● **Objective**: Locate the line that contains "Task: indicate the white cloud". Copy it and every following line through the end of the records, exactly, and include nothing else.

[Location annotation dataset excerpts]
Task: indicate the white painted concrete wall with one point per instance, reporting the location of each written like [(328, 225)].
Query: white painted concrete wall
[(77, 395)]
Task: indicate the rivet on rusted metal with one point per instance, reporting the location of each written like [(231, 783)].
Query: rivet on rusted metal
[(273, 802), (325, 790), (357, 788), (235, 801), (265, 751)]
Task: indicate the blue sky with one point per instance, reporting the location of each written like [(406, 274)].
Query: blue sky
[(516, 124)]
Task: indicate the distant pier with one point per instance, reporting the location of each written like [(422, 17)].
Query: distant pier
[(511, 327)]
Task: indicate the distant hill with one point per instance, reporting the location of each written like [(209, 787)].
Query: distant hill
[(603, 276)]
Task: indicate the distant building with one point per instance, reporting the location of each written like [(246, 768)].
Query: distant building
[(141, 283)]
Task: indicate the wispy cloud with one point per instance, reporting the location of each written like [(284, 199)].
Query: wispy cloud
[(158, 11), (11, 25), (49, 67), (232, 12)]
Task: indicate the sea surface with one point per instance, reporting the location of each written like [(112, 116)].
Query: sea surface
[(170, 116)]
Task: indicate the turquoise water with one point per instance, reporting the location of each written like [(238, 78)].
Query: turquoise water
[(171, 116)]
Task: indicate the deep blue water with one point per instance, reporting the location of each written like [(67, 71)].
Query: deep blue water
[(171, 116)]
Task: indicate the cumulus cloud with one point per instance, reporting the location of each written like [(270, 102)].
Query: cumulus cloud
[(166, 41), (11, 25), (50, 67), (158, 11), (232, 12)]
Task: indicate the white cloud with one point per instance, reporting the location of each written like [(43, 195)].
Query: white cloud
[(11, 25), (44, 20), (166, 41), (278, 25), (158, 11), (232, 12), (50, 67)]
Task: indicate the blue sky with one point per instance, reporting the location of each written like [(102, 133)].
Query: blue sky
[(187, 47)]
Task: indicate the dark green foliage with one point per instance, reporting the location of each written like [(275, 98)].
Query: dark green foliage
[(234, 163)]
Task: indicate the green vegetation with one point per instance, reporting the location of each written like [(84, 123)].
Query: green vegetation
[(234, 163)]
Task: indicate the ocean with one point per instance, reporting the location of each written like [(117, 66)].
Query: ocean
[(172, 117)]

● **Result of the exercise**:
Task: indicate the white cloud with one point per instance, reporting the location of each written like [(43, 195)].
Query: white cloud
[(11, 25), (44, 20), (166, 41), (278, 25), (158, 11), (232, 12), (50, 67)]
Task: indicate the blue sky with one point per instance, reporting the location of each written like [(102, 133)].
Query: blue sky
[(187, 47)]
Task: indicate the dark green foliage with one point per instance, reporting the location of each written like [(275, 98)].
Query: dark green foliage
[(234, 163)]
Task: indicate the green vegetation with one point per instance, reporting the location of each written like [(84, 123)].
Query: green vegetation
[(234, 163)]
Task: indicate the ocean with one point per instance, reporting the location of each written like [(117, 66)].
Query: ocean
[(172, 117)]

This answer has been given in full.